# EXERCISE DETAILS
Search the records for the word "door" and pick out every line that has it.

##########

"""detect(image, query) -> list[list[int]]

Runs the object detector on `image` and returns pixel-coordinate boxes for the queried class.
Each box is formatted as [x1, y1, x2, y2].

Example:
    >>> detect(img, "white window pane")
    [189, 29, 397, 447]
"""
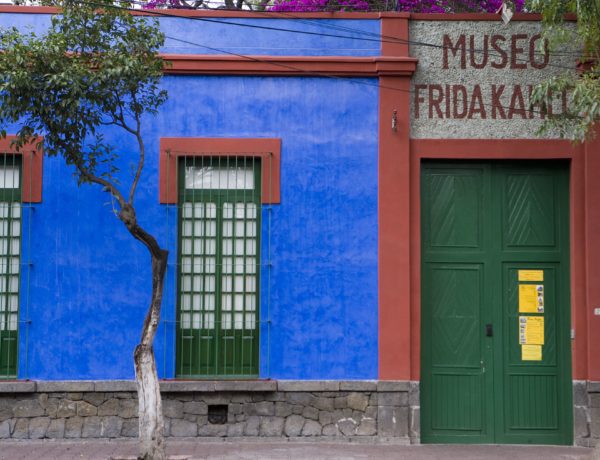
[192, 295, 202, 311]
[181, 257, 192, 273]
[185, 166, 254, 190]
[204, 313, 215, 329]
[206, 203, 217, 219]
[0, 204, 8, 219]
[192, 313, 202, 329]
[11, 203, 20, 218]
[181, 275, 191, 292]
[205, 221, 216, 237]
[191, 257, 203, 274]
[8, 295, 17, 312]
[222, 294, 232, 311]
[181, 313, 191, 329]
[9, 295, 18, 312]
[235, 221, 245, 237]
[193, 203, 204, 218]
[182, 221, 192, 237]
[235, 276, 244, 293]
[222, 275, 232, 292]
[181, 294, 191, 310]
[246, 222, 256, 237]
[234, 294, 244, 311]
[192, 275, 203, 291]
[246, 240, 256, 256]
[9, 276, 18, 293]
[234, 313, 244, 330]
[192, 239, 204, 255]
[246, 258, 256, 274]
[194, 221, 203, 236]
[182, 203, 193, 218]
[10, 239, 19, 256]
[11, 221, 20, 237]
[246, 295, 256, 311]
[204, 239, 216, 255]
[246, 276, 256, 292]
[246, 203, 257, 219]
[0, 318, 4, 331]
[205, 257, 216, 273]
[181, 239, 192, 255]
[223, 221, 233, 237]
[223, 203, 233, 219]
[205, 275, 215, 292]
[235, 257, 245, 274]
[8, 313, 17, 331]
[0, 297, 4, 311]
[245, 313, 256, 329]
[222, 257, 232, 274]
[204, 294, 215, 311]
[0, 239, 6, 254]
[222, 313, 232, 330]
[223, 239, 233, 256]
[0, 167, 19, 189]
[9, 257, 18, 274]
[235, 203, 245, 219]
[0, 222, 8, 237]
[235, 240, 244, 255]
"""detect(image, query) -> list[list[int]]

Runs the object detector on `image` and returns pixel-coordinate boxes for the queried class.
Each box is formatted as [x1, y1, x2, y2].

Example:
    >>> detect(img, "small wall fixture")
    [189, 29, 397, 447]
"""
[392, 110, 398, 131]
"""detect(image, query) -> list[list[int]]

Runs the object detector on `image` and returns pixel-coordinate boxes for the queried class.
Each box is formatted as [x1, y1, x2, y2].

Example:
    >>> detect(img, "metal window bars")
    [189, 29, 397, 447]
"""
[174, 155, 268, 378]
[0, 155, 22, 379]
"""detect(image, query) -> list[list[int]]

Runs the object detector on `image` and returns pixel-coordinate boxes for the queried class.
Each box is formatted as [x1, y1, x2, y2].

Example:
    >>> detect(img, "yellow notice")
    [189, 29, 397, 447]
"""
[518, 270, 544, 282]
[519, 316, 545, 345]
[522, 344, 542, 361]
[519, 284, 538, 313]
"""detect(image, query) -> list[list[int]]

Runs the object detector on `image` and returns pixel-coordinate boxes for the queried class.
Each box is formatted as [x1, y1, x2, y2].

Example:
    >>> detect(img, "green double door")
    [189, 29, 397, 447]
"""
[421, 161, 572, 445]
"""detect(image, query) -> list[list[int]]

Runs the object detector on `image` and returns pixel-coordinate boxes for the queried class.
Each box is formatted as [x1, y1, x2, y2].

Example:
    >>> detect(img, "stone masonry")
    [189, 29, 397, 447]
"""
[0, 380, 418, 442]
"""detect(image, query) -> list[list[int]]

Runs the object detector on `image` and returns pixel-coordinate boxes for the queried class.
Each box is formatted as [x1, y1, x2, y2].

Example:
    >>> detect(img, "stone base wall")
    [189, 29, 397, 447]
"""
[0, 380, 419, 442]
[575, 380, 600, 447]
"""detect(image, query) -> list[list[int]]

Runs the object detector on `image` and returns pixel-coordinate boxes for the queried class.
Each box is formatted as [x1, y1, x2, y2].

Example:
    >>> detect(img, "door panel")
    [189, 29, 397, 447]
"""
[421, 161, 572, 445]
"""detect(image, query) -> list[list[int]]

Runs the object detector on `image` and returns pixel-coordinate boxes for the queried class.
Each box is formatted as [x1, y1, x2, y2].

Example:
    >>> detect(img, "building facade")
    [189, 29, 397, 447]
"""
[0, 6, 598, 446]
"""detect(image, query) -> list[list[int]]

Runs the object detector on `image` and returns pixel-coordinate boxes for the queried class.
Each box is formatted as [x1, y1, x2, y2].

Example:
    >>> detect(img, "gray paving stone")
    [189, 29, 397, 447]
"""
[278, 381, 339, 392]
[64, 417, 83, 438]
[0, 420, 11, 438]
[98, 398, 120, 416]
[56, 400, 77, 418]
[118, 400, 138, 419]
[46, 419, 65, 439]
[12, 418, 29, 439]
[121, 419, 138, 438]
[339, 381, 377, 392]
[244, 416, 260, 436]
[171, 419, 197, 437]
[275, 402, 292, 417]
[347, 393, 369, 412]
[13, 399, 45, 418]
[0, 382, 35, 393]
[77, 401, 97, 417]
[284, 415, 305, 437]
[260, 416, 284, 436]
[337, 418, 357, 436]
[313, 397, 334, 411]
[378, 392, 408, 407]
[378, 406, 408, 437]
[37, 381, 95, 393]
[198, 423, 227, 437]
[82, 417, 103, 438]
[101, 416, 123, 438]
[183, 401, 207, 415]
[302, 406, 319, 421]
[377, 381, 410, 392]
[94, 381, 137, 392]
[356, 418, 376, 436]
[301, 420, 322, 436]
[28, 417, 50, 439]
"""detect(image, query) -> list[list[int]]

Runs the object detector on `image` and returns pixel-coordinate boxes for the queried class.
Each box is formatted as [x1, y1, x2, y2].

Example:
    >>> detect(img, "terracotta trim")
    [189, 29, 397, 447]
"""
[408, 138, 586, 381]
[0, 137, 43, 203]
[0, 6, 386, 18]
[159, 138, 280, 204]
[378, 15, 412, 380]
[163, 54, 417, 76]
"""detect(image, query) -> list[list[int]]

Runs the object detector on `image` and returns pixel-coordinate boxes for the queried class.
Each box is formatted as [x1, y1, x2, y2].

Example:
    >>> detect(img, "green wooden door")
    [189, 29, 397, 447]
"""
[421, 161, 572, 445]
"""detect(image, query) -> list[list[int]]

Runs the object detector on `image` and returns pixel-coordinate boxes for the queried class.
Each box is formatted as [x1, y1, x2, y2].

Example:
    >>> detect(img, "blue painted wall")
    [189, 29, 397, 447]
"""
[5, 13, 380, 380]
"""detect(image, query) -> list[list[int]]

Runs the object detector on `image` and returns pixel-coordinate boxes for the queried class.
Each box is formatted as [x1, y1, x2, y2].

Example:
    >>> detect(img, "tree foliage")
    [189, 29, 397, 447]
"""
[0, 2, 170, 458]
[0, 0, 166, 188]
[528, 0, 600, 140]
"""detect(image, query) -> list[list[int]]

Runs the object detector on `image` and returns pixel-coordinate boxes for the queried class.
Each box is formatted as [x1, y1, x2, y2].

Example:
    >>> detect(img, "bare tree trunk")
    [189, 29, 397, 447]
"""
[134, 251, 168, 460]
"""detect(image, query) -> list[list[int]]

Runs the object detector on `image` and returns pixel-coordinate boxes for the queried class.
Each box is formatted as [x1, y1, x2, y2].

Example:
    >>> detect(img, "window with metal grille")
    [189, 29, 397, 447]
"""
[176, 157, 260, 377]
[0, 156, 21, 379]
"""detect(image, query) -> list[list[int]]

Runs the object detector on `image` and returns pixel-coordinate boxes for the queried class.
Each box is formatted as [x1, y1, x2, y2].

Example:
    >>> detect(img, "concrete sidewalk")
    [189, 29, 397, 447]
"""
[0, 439, 593, 460]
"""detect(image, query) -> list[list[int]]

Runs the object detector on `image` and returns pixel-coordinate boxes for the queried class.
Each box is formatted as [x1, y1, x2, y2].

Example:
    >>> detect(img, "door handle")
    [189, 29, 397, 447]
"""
[486, 324, 493, 337]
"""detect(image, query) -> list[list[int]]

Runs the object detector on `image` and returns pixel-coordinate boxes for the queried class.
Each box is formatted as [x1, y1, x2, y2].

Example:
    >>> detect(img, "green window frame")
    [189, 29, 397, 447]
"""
[0, 155, 22, 379]
[176, 156, 261, 378]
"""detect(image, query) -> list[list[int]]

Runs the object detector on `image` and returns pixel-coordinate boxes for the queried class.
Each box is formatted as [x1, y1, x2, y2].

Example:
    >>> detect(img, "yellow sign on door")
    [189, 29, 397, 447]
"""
[518, 270, 544, 282]
[522, 344, 542, 361]
[519, 284, 544, 313]
[519, 316, 544, 345]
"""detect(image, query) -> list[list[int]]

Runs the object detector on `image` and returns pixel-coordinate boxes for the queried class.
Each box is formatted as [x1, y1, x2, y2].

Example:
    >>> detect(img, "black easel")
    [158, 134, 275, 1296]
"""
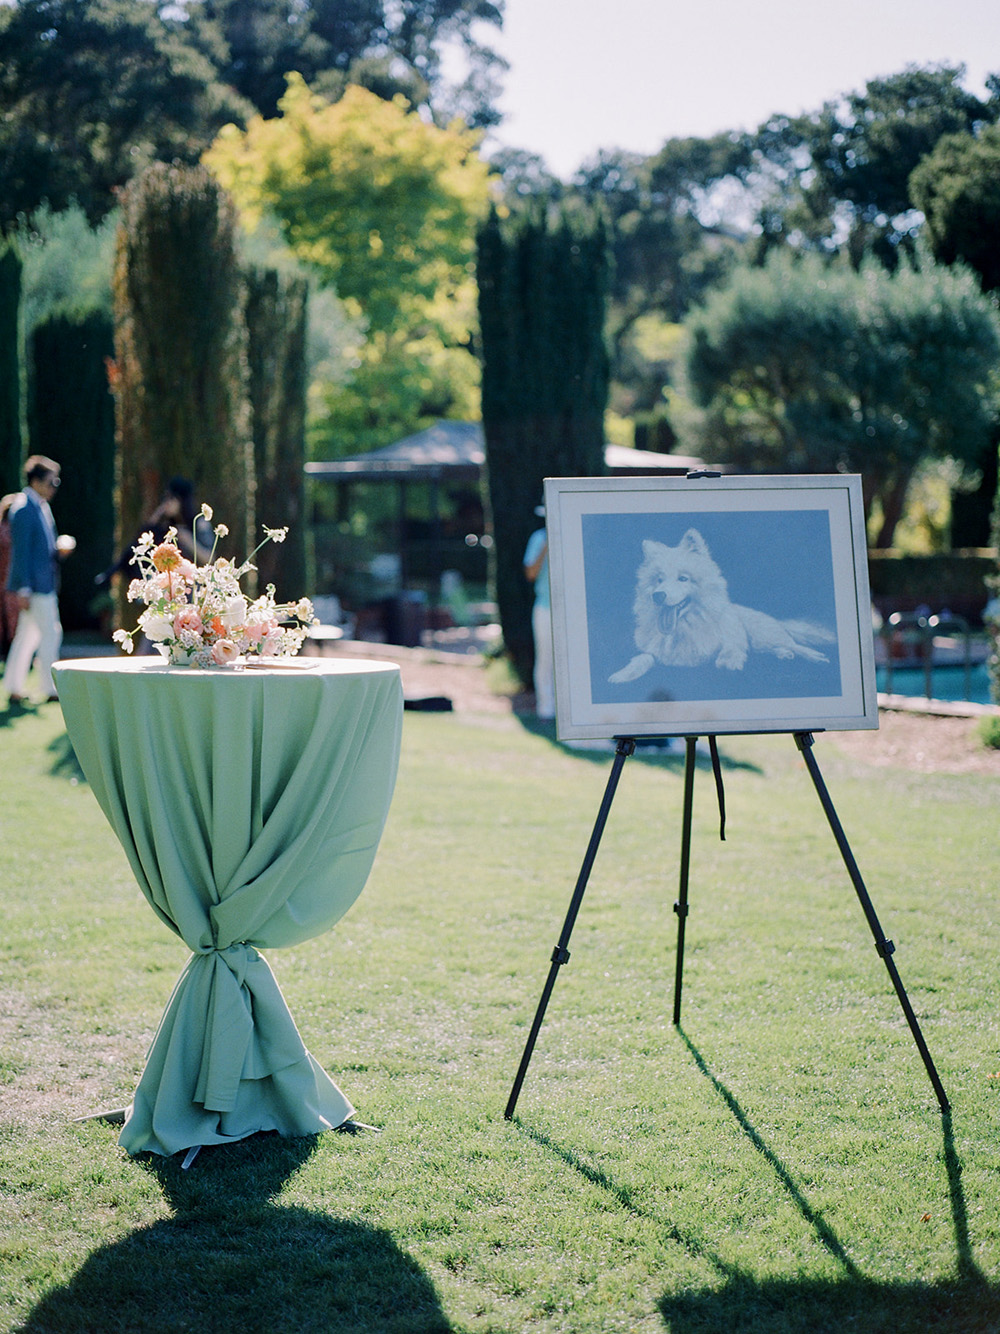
[504, 730, 950, 1121]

##########

# REPLY TO THE EXERCISE
    >>> detect(img, "green double door")
    >>> detect(img, "door panel")
    >>> detect(img, "green wooden door")
    >>> detect(img, "door handle")
    >>> detect(img, "yellow sign on door")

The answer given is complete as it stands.